Task objective -
Could you work out how many lines of the material below hold "metal"? Only the number is needed.

Information given -
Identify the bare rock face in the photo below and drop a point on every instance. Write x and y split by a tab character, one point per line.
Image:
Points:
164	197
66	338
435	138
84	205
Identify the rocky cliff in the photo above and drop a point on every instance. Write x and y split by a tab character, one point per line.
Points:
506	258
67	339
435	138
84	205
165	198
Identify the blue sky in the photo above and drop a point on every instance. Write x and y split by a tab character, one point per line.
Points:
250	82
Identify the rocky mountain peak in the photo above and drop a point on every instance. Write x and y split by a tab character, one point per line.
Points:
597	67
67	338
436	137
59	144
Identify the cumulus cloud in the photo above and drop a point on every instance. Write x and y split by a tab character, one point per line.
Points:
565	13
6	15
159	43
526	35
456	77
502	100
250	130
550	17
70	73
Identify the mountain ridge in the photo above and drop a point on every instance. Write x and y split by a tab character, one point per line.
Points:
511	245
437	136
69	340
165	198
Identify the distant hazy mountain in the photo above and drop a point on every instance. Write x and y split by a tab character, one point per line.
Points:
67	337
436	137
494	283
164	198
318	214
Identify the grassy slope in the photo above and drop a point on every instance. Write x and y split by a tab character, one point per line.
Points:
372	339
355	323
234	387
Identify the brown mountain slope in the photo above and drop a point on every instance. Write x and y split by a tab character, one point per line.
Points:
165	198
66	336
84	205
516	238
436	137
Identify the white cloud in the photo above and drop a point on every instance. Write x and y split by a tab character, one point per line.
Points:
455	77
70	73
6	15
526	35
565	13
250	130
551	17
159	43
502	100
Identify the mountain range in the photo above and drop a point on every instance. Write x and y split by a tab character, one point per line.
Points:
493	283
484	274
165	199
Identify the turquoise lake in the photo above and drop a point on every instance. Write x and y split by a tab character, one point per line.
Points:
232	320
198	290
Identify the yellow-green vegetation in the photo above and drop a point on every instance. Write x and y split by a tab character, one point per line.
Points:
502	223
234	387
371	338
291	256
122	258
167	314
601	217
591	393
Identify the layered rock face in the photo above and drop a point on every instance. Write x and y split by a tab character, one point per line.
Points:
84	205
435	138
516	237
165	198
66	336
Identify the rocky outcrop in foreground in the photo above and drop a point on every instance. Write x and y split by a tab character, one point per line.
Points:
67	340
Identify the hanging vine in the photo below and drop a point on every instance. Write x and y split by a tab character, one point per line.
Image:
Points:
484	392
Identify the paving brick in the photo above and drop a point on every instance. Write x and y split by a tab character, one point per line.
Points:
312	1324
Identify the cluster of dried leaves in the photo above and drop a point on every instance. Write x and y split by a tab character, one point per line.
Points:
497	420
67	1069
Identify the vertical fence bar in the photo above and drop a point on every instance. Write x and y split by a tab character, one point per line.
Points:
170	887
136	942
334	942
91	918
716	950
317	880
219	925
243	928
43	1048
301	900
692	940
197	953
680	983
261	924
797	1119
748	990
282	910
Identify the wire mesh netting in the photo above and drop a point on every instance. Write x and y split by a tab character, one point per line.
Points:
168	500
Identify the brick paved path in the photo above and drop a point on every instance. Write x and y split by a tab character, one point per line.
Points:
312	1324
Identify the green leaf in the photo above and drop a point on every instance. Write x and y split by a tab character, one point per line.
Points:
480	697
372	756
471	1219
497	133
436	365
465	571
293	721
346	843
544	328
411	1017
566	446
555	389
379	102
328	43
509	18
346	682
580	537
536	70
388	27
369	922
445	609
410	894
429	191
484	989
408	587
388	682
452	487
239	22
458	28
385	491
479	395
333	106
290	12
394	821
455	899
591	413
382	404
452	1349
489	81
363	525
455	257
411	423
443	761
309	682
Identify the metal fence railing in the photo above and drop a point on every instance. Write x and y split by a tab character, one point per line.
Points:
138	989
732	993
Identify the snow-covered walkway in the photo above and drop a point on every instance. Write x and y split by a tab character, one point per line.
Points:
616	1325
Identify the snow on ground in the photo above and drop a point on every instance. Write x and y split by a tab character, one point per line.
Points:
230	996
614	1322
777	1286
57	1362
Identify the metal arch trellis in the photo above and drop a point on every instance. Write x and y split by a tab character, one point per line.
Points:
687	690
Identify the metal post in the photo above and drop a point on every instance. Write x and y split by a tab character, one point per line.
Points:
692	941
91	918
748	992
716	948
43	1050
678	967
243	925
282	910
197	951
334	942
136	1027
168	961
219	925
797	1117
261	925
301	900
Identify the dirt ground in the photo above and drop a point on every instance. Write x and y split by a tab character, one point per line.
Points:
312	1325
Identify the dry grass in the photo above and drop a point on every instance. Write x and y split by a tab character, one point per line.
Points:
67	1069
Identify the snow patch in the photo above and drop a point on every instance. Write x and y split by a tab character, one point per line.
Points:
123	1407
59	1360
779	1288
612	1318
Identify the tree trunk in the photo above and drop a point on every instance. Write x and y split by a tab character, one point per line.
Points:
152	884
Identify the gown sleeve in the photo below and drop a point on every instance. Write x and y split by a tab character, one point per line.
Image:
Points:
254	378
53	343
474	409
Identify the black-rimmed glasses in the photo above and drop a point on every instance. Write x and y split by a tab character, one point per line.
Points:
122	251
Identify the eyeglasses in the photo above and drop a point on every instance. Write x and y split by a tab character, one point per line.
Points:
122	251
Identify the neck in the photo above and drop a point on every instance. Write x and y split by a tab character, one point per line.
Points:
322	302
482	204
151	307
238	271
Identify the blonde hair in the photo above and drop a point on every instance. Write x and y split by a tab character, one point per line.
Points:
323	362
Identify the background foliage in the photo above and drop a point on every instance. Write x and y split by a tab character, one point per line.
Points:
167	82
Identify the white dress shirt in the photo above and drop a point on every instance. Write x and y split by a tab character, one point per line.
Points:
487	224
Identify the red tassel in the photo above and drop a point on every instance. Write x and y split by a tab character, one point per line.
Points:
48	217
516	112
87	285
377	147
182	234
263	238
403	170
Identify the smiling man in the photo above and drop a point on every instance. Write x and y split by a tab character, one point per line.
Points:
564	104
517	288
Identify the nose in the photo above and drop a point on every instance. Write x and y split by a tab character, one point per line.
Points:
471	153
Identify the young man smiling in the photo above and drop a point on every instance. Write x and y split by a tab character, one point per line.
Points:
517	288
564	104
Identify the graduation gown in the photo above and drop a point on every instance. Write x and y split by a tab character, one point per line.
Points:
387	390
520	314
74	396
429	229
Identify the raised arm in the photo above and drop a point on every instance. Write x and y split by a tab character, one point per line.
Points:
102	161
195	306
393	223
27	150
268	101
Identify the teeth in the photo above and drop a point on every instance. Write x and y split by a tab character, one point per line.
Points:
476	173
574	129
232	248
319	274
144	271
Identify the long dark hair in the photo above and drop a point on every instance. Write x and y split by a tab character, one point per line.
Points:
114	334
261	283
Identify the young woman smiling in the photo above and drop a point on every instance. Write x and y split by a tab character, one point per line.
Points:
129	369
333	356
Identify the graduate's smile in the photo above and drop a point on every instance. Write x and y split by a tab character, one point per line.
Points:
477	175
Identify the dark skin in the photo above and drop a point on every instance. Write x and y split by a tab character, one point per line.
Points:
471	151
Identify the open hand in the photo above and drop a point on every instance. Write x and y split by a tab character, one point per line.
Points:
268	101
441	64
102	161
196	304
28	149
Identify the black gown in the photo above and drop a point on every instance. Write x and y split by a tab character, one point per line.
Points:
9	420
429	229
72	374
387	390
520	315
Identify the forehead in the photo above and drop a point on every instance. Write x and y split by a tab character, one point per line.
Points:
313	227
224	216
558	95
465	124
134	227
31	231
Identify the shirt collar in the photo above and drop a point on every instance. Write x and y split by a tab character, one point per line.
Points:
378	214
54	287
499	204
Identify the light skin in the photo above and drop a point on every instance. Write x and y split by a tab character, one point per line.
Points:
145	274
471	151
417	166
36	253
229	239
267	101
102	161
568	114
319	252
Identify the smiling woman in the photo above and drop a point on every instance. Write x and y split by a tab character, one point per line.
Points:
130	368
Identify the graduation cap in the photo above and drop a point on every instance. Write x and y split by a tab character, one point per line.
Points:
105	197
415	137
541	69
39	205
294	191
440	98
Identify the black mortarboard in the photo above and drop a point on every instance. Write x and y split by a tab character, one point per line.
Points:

Expected answer -
3